(Extracted text)
--------------------------------
Right from the menu screen with the “Read Me” option that features two slides that tell you what you need to do, to the fast-paced-for-its-good-at-times gunplay, you know damn well that Ion Fury is a shooter tailored during the late 90s and 2000s when the Build Engine was king. Heck, the file size for this game is a paltry 90MB; this goes to show that 3D Realms and Voidpoint mean business when recreating the look, feel, and style of what shooters used to stand for.

Much like Amid Evil and Dusk conjures the spirit of Heretic and Quake back in the 90s, Ion Fury is doing the same with Duke Nukem 3D. Keep in mind that this is an acquired taste; jumping head-on into this may elicit nostalgia but also remind us why these type of titles are few and far between.

Maniac Cop

The plot is kept simple: you are Shelly Hamilton, a supercop tasked with taking down the robot and mechanical menace in her city and precinct. Unlike her contemporaries like Duke Nukem and Lo Wang from Shadow Warrior, she doesn’t have a crass pottymouth but she still belts out corny puns and catchphrases. The enemies she fights are less literal pig cops and more dystopian Robocop-esque enemies wrapped in colour-coded cloaks signifying their danger levels. The game’s futuristic setting and its paper-thin narrative is self-aware but still keeps serious to a degree.
--------------------------------
(Tasks)
a) Why, according to the Ion Fury review, does the game's file size of only 90MB matter? Answer in one to three sentences.
b) Do these statements agree with the Ion Fury review? For each, answer yes or no and quote the deciding words. (i) Shelly Hamilton uses a crude pottymouth like Duke Nukem. (ii) The menu screen has a "Read Me" option with two slides. (iii) The enemies' cloaks are color-coded to show how dangerous they are.
c) Pick up the Ion Fury review after its last sentence and keep writing it.

(Stored data)
--------------------------------
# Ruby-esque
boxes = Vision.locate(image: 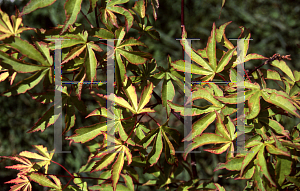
--------------------------------
(Responses per task)
a) The review says the paltry 90MB size shows that 3D Realms and Voidpoint mean business. They are serious about recreating the look, feel, and style of what shooters used to stand for in the Build Engine era.

b)
(i) No: "she doesn’t have a crass pottymouth but she still belts out corny puns and catchphrases."
(ii) Yes: "the “Read Me” option that features two slides that tell you what you need to do."
(iii) Yes: "wrapped in colour-coded cloaks signifying their danger levels."

c)
Which is why the weaponry in Ion Fury is a tad familiar for those who have been first-person shooting their way through the “radical” period of the 90s. While they seem less outlandish compared to Shelly’s weapon-savvy cousins, they’re still impactful and work well in tandem with one other.

You have your shotgun that also shoots out pipe bombs, your SMGs that light people on fire, and your crossbow that can also fire five horizontal shots simultaneously. They’re no Freeze canons or voodoo dolls, but they still get the job done. Probably because you’ll have to switch between them a lot when you’re dealing with all the enemies while frantically running and dodging.

And run you shall, because you’ll end up six feet under if you stand still and aren’t in motion. You’ll be moving, bobbing, and weaving when shooting down crossbow-wielding soldiers and flying robot heads, unloading your shots with some level of precision and hoping there’s an armour or health drop around the corner.

You’ll also be switching back to unused weapons, now stocked up and ready for unloading; there are many instances where tiny walking spider head bots and footsoldiers walk in a cluster when I conveniently have 5 or so Bowling Bombs. The results are explosive magic and flying guts & gore.

You’ll also be scouring every nook and cranny for secrets; this Build game for 2019 cherishes its easter eggs and hidden caches that the game berates you for not going 100% even when you survive each zone.

At the same time, the old-school gameplay gets a few much-needed touches. Headshots are instant death for most enemies. You automatically run by default. Auto-saves are scattered generously, though you can manually quicksave in case you forget. Levels are designed pretty well in a roundabout fashion that makes you feel smart once you crack their gimmicks and layout via oodles of backtracking and buttons that open up new paths. Heck, these are so frequent that Shelly herself cracks wise at one of these instances.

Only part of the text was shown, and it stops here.